=== Data for the task ===
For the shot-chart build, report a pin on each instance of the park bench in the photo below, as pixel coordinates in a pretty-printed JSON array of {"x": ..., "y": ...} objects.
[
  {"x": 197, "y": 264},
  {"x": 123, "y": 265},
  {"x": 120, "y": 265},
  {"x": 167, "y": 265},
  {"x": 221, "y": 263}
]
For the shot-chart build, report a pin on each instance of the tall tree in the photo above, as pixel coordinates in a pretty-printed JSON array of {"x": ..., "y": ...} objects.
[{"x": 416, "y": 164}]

=== What you have to do ===
Return all of the material above line for line, with no changes.

=== Written answer ===
For the shot-chart build, report a pin on each instance of the park bench in the photo below, as pixel coordinates in a pretty-printed JSON array of {"x": ..., "y": ...} objects.
[
  {"x": 197, "y": 264},
  {"x": 123, "y": 265},
  {"x": 120, "y": 265},
  {"x": 167, "y": 265},
  {"x": 221, "y": 263}
]
For the shot-chart build, report a pin on each instance of the tall tree in the photo above, as pixel coordinates in a pretty-printed JSON array of {"x": ..., "y": ...} objects.
[{"x": 416, "y": 164}]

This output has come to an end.